> _Excerpted data_
━━━━━━
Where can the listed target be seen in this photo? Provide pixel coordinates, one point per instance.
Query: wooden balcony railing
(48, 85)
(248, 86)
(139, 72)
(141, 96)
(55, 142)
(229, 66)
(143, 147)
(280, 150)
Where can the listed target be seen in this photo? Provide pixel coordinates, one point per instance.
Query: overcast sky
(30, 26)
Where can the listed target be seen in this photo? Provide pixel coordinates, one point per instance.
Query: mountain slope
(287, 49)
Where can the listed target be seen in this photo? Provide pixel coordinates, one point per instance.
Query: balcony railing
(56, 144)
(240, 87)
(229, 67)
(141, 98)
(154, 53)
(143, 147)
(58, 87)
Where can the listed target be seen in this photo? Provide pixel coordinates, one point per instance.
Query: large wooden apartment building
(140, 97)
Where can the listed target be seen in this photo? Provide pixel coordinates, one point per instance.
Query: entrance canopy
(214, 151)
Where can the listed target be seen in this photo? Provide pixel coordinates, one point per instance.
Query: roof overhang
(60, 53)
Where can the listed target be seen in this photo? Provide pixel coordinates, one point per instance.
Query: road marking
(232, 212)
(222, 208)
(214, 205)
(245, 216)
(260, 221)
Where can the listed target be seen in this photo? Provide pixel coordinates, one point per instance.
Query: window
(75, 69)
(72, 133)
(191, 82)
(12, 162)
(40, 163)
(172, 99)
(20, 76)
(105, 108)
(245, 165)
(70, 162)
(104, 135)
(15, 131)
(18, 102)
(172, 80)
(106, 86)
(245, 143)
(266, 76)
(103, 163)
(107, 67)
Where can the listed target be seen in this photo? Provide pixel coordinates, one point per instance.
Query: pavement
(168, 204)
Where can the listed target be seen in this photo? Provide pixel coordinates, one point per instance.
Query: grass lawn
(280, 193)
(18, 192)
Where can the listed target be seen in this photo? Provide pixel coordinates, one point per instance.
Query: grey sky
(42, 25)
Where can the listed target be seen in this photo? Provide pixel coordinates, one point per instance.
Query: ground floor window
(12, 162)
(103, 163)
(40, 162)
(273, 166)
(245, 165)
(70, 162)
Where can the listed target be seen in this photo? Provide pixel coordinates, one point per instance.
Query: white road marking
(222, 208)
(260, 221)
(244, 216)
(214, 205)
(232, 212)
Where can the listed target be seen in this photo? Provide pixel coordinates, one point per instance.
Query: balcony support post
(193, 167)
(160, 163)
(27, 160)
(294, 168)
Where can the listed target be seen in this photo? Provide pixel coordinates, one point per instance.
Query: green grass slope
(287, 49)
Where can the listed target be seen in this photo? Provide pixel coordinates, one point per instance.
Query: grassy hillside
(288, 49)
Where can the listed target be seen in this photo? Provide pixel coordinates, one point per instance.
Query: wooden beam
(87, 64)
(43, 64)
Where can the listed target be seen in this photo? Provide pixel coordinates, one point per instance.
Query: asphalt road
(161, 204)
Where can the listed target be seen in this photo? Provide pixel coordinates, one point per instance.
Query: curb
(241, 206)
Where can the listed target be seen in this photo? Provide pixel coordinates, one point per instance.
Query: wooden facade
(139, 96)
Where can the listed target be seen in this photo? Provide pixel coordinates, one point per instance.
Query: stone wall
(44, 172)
━━━━━━
> _Set problem_
Copy out each line of the data above that contains the string "marking". Treat uppercase and lowercase as different.

> _Solution to this task_
Query: road marking
Query: white road marking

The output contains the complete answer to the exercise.